* **Aim**: Count how many lines in the data below contain the string "parking", treating case as significant. Reply with the number alone.

☆ ☆ ☆ ☆

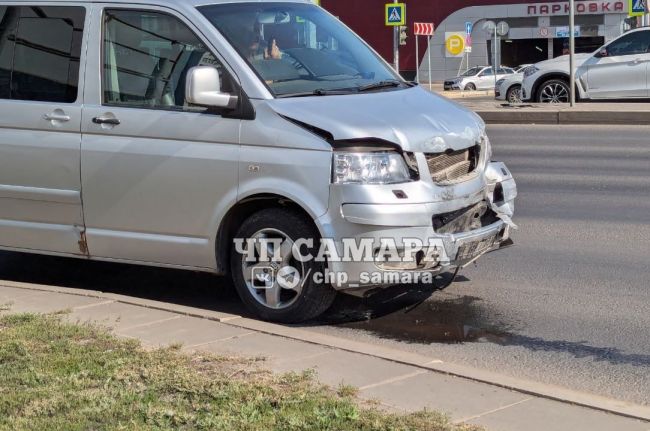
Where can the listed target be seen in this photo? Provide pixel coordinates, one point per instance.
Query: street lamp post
(572, 50)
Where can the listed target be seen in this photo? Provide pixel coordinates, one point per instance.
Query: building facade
(536, 31)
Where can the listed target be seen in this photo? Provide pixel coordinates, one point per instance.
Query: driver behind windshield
(272, 52)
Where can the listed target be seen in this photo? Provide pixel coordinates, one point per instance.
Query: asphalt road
(568, 305)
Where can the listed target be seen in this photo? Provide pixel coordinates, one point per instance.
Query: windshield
(299, 48)
(473, 71)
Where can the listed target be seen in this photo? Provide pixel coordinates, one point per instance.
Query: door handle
(106, 120)
(55, 116)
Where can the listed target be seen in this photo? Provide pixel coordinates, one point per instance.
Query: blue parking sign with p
(638, 7)
(395, 14)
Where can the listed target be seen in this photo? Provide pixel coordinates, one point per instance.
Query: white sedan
(477, 78)
(509, 88)
(618, 70)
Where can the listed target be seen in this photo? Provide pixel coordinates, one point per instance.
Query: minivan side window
(40, 47)
(632, 43)
(8, 24)
(147, 56)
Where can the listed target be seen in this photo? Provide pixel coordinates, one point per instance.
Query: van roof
(163, 2)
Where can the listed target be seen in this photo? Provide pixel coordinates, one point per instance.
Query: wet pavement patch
(419, 315)
(433, 321)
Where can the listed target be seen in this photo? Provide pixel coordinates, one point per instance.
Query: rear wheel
(553, 91)
(513, 95)
(281, 290)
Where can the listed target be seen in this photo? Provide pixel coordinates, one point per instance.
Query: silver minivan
(259, 139)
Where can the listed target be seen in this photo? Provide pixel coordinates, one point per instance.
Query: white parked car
(477, 78)
(509, 88)
(618, 70)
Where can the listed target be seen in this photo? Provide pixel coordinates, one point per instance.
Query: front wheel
(269, 279)
(553, 91)
(513, 95)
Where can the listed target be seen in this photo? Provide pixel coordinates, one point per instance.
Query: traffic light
(402, 34)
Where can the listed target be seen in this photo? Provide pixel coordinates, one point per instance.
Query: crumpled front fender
(502, 191)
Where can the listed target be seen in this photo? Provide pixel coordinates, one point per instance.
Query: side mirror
(203, 88)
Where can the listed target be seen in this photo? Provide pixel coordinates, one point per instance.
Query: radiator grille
(450, 166)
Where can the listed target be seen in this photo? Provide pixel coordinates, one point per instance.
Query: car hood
(563, 59)
(415, 119)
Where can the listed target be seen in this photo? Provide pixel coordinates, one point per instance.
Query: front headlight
(370, 168)
(530, 70)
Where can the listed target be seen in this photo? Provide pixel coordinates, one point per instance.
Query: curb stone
(565, 395)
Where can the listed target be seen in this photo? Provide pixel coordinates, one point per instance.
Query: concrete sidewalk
(399, 380)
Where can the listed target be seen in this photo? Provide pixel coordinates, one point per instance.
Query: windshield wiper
(380, 84)
(317, 92)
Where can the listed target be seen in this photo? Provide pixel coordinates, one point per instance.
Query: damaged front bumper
(461, 228)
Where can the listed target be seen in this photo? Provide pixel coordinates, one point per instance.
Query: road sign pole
(396, 47)
(572, 49)
(417, 59)
(494, 62)
(429, 55)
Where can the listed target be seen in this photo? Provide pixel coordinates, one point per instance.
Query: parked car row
(618, 70)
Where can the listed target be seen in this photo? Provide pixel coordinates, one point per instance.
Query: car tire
(280, 304)
(513, 95)
(553, 91)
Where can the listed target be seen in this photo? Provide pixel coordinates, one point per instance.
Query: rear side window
(40, 47)
(147, 56)
(630, 44)
(8, 25)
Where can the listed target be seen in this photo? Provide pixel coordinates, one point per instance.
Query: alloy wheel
(554, 92)
(274, 283)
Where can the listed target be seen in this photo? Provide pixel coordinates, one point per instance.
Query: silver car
(258, 139)
(618, 70)
(477, 78)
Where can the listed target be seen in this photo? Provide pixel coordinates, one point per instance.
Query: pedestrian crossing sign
(395, 14)
(638, 7)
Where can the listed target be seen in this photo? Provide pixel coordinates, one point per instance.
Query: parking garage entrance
(528, 51)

☆ ☆ ☆ ☆

* **Task solution**: 2